> Written problem
Turn the lines of the material starting at the one containing "task: provide the mask of every instance of the green" and ending at the one containing "26), (66, 35)]" into a numbered list, leaving out blank lines. Include only those lines.

> Segmentation dataset records

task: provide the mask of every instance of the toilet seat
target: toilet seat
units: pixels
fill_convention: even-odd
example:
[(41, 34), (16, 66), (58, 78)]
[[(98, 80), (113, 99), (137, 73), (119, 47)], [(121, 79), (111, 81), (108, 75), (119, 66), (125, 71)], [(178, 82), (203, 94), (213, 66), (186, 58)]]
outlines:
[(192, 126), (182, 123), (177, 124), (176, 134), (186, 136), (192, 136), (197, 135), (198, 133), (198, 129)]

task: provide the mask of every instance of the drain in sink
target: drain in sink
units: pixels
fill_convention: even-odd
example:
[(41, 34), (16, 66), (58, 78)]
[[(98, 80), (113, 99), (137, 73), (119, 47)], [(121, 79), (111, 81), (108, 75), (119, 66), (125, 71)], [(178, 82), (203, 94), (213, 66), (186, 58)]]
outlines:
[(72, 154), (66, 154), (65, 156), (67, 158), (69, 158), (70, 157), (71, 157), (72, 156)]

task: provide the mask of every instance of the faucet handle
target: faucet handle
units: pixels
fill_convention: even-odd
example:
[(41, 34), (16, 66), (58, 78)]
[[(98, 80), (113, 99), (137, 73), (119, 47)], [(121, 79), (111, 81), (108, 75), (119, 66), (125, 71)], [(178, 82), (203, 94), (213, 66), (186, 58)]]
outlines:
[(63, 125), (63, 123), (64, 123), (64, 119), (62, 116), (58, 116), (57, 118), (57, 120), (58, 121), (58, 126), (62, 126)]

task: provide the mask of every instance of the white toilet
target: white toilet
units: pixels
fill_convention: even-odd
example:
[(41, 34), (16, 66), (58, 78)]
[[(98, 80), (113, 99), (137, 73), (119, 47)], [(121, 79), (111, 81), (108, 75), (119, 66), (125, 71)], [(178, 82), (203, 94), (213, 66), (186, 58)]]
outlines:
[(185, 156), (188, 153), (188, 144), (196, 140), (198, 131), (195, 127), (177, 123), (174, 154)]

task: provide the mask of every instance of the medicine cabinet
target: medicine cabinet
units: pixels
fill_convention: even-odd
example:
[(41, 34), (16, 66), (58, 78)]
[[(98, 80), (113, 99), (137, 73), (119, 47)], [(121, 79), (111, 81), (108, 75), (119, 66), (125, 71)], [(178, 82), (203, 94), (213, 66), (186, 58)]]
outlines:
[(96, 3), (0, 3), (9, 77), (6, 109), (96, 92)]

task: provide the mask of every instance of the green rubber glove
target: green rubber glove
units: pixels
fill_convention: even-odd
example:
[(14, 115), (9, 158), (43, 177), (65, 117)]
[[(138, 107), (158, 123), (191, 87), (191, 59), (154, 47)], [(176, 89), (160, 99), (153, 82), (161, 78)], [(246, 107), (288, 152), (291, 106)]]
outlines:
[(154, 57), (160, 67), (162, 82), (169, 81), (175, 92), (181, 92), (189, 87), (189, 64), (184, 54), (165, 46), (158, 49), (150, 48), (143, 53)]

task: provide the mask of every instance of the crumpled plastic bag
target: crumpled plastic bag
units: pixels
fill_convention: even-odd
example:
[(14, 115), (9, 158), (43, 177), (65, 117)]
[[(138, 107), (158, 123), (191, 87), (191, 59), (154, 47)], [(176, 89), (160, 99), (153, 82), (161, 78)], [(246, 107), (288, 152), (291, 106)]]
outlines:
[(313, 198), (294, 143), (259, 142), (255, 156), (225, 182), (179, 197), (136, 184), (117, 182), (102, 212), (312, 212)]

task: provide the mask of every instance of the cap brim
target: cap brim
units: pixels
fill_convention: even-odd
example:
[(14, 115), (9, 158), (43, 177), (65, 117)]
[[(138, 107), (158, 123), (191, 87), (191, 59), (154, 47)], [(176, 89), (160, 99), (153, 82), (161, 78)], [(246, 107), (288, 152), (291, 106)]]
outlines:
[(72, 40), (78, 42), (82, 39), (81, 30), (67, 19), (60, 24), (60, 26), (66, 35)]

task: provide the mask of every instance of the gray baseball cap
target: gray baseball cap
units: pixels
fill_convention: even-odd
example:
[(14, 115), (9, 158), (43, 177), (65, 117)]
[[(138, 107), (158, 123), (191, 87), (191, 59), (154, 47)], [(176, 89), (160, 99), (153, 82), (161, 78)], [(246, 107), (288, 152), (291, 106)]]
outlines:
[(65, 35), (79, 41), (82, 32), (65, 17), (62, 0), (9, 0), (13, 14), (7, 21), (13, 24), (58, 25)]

> Problem solution
1. task: provide the mask of every instance of the green rubber glove
2. target: green rubber glove
3. units: pixels
4. fill_convention: even-odd
5. example:
6. [(14, 115), (9, 158), (43, 177), (65, 117)]
7. [[(138, 107), (158, 123), (191, 87), (191, 59), (154, 47)], [(176, 89), (160, 99), (153, 82), (161, 78)], [(246, 107), (288, 152), (291, 106)]]
8. outlines:
9. [(154, 57), (160, 67), (162, 82), (169, 81), (175, 92), (181, 92), (189, 87), (189, 64), (184, 54), (165, 46), (158, 49), (150, 48), (143, 53)]
10. task: provide the mask of every instance of the crumpled plastic bag
11. target: crumpled plastic bag
12. units: pixels
13. fill_convention: even-odd
14. example:
15. [(14, 115), (9, 158), (43, 177), (65, 117)]
16. [[(138, 107), (158, 123), (191, 87), (191, 59), (154, 47)], [(176, 89), (160, 99), (153, 82), (161, 78)], [(246, 107), (288, 152), (291, 106)]]
17. outlines:
18. [(313, 198), (294, 143), (259, 142), (255, 156), (225, 182), (179, 197), (136, 184), (117, 182), (102, 212), (312, 212)]
19. task: provide the mask of every instance of the cap brim
20. target: cap brim
21. units: pixels
22. fill_convention: even-odd
23. example:
24. [(14, 115), (9, 158), (43, 177), (65, 117)]
25. [[(138, 107), (158, 123), (191, 87), (191, 59), (154, 47)], [(176, 89), (160, 99), (153, 82), (161, 78)], [(246, 107), (288, 152), (291, 106)]]
26. outlines:
27. [(72, 40), (78, 42), (82, 39), (81, 30), (67, 19), (60, 24), (60, 26), (66, 35)]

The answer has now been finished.